Point localization data
──────
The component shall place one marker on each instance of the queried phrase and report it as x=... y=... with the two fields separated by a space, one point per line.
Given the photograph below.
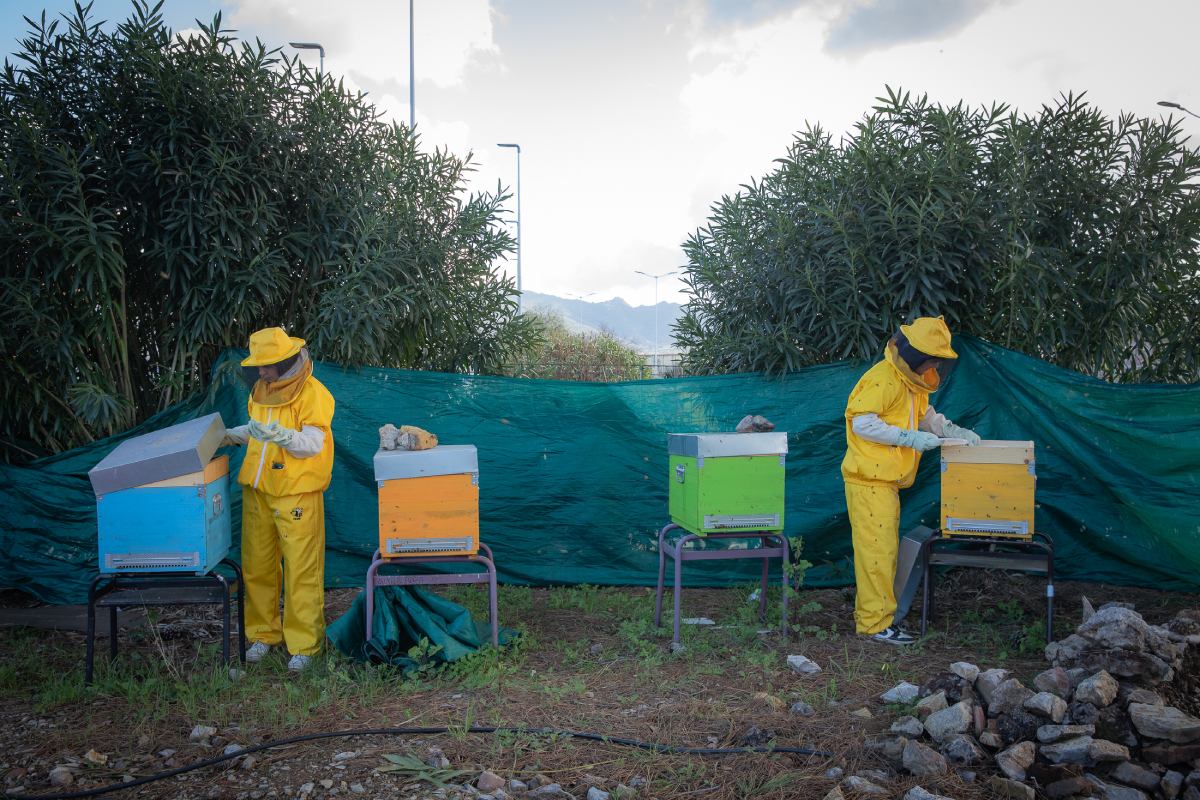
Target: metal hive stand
x=375 y=578
x=137 y=589
x=1035 y=554
x=681 y=553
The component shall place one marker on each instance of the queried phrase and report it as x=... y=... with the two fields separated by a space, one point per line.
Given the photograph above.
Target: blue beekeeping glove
x=918 y=440
x=959 y=432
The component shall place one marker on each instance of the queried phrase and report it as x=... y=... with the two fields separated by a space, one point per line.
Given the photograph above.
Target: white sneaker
x=299 y=663
x=894 y=636
x=256 y=651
──────
Print every line above exactly as given, but not the pictures.

The component shall place one marker on each instance of the queried phrase and report it as x=... y=... with the two fields separated by a space, one point per line.
Given the photograph below.
Target: metal hive stand
x=375 y=578
x=137 y=589
x=1035 y=554
x=681 y=553
The component shall place one marker on each instance of the queried phrase and report it as x=... y=... with the two fields separated by a space, one point per line.
Given the photograph above.
Target: blue beekeeping glove
x=918 y=440
x=959 y=432
The component shall place one marker on each instance of the queried phrase and report it as x=... y=... with the two fields separated by a space, one point per line.
Given the photograph above.
Target: white sneaker
x=299 y=663
x=894 y=636
x=256 y=651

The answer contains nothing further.